--- BEGIN Entries supplied ---
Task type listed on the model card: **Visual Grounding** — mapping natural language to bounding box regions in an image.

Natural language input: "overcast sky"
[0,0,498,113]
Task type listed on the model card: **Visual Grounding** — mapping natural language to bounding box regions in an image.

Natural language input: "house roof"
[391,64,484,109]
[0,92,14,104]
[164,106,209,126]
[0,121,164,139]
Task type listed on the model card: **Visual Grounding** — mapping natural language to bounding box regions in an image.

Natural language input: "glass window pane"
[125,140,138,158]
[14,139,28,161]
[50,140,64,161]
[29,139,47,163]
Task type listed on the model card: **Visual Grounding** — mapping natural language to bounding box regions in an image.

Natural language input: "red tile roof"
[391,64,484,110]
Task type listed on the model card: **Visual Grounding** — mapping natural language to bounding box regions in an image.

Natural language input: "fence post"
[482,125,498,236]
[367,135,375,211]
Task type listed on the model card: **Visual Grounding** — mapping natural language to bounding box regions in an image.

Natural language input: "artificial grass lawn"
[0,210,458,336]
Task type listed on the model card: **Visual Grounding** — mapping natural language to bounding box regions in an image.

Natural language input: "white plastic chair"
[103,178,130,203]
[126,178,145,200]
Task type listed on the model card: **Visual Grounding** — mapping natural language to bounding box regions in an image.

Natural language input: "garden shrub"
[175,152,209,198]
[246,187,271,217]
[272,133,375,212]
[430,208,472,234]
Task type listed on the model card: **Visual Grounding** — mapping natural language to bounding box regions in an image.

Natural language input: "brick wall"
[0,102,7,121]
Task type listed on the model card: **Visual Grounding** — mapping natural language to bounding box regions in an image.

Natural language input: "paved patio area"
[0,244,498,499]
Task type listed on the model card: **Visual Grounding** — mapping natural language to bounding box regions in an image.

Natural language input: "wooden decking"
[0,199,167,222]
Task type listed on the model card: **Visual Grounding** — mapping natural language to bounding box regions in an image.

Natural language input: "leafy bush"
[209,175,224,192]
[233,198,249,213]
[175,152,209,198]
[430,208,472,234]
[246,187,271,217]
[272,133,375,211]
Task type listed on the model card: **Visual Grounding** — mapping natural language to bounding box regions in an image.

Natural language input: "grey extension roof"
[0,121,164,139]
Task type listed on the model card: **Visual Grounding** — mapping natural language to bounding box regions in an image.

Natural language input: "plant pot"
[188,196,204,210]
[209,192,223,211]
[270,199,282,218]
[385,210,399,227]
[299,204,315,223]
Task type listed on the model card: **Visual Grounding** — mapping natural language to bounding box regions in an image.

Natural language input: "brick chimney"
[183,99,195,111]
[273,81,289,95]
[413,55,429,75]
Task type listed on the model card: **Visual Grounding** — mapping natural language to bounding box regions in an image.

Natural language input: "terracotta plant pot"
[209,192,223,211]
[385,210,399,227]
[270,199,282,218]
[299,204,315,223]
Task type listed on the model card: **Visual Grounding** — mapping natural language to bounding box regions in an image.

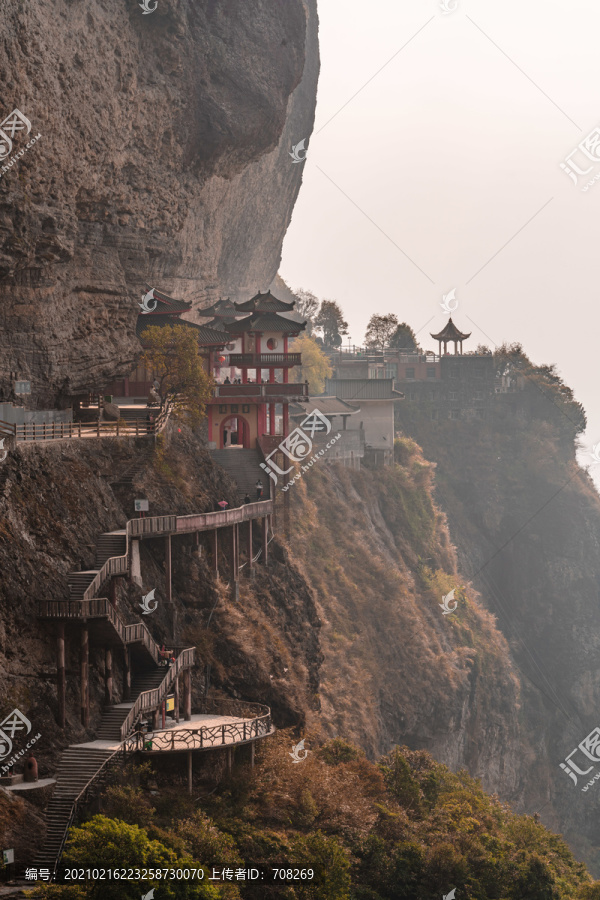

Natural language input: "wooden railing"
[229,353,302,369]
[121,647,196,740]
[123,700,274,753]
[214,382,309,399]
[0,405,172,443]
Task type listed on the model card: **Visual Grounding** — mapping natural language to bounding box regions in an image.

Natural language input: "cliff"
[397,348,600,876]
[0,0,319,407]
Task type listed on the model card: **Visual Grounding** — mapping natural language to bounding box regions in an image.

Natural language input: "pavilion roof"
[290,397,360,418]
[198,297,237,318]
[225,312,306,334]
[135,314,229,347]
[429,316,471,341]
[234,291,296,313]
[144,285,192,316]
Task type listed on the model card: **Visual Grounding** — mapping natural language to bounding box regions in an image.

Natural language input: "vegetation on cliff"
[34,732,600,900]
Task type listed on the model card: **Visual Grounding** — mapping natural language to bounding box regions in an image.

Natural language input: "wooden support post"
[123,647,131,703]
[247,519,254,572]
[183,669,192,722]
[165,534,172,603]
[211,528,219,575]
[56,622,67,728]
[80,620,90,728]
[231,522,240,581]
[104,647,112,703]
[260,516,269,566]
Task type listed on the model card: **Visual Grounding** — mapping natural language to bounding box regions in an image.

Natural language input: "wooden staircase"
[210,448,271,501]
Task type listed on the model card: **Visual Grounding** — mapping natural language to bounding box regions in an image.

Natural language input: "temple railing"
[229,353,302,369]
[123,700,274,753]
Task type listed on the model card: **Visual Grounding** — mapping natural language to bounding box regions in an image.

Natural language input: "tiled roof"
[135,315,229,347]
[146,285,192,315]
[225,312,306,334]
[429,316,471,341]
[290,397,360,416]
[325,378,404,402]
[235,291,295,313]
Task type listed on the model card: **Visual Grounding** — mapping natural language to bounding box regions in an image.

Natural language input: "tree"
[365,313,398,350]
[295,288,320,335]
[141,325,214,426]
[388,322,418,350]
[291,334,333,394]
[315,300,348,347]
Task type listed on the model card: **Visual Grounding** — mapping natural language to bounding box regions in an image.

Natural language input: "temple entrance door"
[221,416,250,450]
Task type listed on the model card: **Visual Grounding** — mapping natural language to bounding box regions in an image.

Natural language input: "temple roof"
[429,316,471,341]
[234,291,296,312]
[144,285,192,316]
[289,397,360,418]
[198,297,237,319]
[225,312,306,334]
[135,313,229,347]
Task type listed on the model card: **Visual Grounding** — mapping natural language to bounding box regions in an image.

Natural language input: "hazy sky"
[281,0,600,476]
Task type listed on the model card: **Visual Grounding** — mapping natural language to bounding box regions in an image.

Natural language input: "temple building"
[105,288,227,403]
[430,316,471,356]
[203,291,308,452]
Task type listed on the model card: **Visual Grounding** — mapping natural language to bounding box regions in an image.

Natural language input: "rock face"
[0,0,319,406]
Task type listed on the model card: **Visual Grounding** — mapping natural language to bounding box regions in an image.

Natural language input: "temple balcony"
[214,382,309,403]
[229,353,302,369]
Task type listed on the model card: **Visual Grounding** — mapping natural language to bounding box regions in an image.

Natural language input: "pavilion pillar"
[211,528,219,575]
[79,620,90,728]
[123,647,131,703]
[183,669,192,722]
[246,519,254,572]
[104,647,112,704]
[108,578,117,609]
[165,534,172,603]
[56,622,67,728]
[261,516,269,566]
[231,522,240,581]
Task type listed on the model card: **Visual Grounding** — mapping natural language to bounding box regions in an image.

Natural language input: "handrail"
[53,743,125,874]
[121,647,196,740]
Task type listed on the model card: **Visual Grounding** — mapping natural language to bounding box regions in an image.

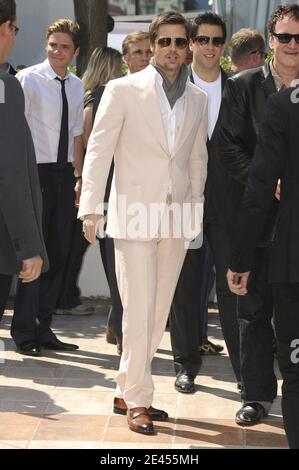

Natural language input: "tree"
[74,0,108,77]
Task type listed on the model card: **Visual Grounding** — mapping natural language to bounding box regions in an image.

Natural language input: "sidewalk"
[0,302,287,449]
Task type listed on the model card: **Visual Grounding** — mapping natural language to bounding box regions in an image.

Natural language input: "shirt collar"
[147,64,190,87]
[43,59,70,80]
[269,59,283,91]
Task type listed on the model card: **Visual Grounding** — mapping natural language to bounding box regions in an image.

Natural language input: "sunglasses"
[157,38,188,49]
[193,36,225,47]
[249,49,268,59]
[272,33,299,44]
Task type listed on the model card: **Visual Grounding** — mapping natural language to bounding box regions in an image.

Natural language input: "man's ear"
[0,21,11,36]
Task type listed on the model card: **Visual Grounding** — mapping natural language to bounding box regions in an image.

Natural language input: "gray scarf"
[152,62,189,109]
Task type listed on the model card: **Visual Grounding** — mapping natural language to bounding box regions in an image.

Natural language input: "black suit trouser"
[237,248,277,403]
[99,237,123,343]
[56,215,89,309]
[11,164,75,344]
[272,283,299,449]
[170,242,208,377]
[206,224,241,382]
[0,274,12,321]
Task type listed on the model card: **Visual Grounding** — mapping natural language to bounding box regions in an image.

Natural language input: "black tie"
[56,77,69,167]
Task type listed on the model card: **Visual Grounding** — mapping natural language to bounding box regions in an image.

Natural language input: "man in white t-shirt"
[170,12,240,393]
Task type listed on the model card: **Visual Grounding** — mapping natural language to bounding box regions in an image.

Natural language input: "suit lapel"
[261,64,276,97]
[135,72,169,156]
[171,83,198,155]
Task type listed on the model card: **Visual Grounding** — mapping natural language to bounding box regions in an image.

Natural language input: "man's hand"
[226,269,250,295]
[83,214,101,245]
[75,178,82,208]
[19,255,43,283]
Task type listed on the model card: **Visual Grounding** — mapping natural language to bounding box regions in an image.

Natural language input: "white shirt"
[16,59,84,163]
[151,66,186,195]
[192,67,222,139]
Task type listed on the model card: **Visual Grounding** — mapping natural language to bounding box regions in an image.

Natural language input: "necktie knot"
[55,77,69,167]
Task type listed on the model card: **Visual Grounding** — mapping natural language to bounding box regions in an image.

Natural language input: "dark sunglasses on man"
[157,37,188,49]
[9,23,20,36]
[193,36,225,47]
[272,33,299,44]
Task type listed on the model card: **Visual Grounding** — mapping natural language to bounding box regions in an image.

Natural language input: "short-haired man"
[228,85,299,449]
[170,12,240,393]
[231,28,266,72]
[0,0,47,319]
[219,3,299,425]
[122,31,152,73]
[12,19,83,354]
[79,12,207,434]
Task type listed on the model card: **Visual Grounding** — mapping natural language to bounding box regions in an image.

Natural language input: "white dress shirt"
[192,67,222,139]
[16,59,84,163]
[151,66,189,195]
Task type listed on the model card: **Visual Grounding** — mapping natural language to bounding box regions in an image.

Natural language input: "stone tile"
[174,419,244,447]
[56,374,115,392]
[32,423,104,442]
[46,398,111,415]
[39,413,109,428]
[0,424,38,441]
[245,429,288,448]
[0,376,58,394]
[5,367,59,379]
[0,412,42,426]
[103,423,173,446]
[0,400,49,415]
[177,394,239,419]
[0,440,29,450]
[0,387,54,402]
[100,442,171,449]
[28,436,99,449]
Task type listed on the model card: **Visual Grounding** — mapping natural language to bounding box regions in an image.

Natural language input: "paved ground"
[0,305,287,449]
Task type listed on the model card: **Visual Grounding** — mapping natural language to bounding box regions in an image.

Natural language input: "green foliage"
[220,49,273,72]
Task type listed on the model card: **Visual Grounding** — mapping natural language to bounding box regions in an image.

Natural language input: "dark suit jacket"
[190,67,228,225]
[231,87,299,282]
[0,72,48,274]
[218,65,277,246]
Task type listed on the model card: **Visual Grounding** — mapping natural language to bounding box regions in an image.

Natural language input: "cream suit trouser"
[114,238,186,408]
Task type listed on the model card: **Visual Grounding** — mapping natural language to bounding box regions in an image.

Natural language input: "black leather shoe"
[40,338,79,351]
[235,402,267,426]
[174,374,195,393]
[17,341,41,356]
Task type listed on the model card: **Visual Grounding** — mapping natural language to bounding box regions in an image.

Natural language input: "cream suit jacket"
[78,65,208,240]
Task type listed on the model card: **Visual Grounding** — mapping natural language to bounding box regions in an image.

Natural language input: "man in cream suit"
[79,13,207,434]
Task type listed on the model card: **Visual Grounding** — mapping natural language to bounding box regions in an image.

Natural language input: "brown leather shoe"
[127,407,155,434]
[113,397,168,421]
--- END Entries supplied ---
--- BEGIN Entries supplied ---
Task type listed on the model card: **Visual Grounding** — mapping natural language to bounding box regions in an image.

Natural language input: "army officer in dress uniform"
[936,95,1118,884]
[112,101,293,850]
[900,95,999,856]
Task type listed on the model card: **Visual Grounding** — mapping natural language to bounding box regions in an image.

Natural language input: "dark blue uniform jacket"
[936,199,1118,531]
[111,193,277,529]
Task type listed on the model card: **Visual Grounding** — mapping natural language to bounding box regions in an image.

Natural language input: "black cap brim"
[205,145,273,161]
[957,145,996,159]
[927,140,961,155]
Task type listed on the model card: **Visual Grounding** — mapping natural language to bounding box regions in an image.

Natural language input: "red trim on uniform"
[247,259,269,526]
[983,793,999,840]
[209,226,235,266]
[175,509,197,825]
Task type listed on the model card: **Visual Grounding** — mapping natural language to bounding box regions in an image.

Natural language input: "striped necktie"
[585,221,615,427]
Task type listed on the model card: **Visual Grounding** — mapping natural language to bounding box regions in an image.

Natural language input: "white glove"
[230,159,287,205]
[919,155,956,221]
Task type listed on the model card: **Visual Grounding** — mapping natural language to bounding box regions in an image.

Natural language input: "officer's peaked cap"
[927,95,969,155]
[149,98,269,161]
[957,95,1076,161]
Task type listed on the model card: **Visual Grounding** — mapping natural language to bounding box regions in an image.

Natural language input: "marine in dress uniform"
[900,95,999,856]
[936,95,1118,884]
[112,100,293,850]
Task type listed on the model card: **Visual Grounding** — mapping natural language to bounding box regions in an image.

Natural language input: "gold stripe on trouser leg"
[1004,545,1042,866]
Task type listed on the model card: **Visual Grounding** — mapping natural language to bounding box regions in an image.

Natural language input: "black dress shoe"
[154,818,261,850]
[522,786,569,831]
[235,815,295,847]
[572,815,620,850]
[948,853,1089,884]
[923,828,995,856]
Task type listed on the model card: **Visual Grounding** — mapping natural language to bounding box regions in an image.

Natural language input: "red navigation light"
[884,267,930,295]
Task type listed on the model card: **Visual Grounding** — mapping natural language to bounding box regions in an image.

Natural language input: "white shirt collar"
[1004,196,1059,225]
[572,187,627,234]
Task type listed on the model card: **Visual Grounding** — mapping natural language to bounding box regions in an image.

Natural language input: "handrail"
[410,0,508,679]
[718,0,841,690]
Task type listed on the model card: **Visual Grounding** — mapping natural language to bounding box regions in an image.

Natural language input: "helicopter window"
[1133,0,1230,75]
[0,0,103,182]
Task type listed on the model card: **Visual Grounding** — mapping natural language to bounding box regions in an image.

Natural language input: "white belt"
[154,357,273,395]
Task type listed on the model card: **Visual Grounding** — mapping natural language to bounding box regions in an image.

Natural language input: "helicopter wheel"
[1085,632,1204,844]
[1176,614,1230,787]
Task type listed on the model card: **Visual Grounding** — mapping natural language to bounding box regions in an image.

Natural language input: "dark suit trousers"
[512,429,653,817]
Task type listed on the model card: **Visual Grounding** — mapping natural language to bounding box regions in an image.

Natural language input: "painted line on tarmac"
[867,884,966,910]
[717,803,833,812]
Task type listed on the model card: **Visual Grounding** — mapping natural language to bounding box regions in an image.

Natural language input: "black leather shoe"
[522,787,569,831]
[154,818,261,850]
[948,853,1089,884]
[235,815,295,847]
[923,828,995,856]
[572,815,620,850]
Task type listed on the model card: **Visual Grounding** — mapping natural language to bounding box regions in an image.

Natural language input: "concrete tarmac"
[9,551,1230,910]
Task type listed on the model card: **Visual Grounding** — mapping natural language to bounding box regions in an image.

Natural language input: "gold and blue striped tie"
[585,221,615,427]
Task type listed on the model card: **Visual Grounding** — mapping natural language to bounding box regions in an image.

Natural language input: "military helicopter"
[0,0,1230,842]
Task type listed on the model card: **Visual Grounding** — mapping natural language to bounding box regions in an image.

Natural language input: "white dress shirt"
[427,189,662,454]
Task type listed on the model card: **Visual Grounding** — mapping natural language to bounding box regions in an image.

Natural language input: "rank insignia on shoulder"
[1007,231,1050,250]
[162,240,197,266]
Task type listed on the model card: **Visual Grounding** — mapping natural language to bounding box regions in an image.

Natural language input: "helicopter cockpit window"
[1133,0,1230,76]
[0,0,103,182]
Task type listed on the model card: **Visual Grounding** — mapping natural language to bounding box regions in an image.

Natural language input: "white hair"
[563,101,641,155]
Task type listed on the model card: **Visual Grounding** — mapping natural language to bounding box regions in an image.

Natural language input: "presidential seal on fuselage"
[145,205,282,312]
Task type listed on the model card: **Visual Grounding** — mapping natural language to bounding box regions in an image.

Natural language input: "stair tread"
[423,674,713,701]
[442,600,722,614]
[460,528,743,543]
--- END Entries supplied ---
--- BEGIN Entries supplied ---
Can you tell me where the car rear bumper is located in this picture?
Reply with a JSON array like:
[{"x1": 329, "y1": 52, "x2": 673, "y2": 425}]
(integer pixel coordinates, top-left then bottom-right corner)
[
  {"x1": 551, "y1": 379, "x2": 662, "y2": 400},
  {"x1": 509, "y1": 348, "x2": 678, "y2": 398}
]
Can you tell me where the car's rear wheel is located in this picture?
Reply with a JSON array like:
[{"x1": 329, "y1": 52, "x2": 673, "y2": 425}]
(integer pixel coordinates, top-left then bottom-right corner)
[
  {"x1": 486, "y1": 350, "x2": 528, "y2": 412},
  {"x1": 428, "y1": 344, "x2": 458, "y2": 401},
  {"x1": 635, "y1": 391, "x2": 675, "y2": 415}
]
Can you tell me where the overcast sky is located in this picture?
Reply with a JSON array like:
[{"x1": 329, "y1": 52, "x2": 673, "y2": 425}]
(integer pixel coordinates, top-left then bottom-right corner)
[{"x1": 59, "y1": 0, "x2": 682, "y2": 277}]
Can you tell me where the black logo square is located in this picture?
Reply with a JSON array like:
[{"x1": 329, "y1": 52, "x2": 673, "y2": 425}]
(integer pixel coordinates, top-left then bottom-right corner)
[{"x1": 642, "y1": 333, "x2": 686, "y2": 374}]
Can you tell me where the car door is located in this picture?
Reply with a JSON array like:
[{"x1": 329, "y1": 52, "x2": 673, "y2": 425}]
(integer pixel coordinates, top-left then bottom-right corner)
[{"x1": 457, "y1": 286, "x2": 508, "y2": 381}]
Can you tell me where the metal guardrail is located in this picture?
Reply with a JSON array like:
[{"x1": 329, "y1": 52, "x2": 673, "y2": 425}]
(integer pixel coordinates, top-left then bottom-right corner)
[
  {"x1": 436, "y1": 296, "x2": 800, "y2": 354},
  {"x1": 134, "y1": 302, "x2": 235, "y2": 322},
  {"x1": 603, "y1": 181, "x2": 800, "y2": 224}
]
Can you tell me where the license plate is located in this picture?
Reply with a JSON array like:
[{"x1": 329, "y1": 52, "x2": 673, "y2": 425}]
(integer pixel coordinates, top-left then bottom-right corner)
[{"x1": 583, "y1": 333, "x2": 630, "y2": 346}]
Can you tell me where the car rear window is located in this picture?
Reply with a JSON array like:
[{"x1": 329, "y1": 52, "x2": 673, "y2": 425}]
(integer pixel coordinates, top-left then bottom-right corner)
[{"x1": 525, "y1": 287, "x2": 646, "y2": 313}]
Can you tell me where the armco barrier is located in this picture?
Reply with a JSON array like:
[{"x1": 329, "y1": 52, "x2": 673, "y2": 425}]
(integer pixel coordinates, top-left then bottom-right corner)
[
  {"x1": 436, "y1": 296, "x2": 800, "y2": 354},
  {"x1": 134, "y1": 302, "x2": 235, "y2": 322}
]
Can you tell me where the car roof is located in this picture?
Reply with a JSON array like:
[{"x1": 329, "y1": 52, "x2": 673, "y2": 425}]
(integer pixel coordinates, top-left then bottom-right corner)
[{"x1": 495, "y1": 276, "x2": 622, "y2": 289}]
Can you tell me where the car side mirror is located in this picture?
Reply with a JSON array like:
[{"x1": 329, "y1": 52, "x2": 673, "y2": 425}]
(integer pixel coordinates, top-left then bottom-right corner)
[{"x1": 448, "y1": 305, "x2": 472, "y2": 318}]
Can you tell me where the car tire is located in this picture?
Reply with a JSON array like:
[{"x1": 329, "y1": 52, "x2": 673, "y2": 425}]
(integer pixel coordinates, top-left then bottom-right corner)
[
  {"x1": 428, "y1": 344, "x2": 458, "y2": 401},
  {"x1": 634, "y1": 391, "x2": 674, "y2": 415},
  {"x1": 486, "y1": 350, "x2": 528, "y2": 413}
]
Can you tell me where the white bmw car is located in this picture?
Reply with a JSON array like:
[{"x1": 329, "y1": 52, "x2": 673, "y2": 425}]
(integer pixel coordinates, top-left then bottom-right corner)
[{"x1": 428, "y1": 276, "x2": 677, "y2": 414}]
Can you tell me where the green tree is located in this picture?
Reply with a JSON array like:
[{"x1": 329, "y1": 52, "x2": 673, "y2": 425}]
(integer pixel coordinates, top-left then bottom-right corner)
--- END Entries supplied ---
> What to do
From the listing above, pull out every line that contains the string "shirt".

> Right answer
Natural language input: "shirt collar"
Natural language input: "man in white t-shirt"
Natural language input: "white shirt"
Natural language input: "white dress shirt"
Natural language input: "white shirt collar"
Natural language input: "white dress shirt"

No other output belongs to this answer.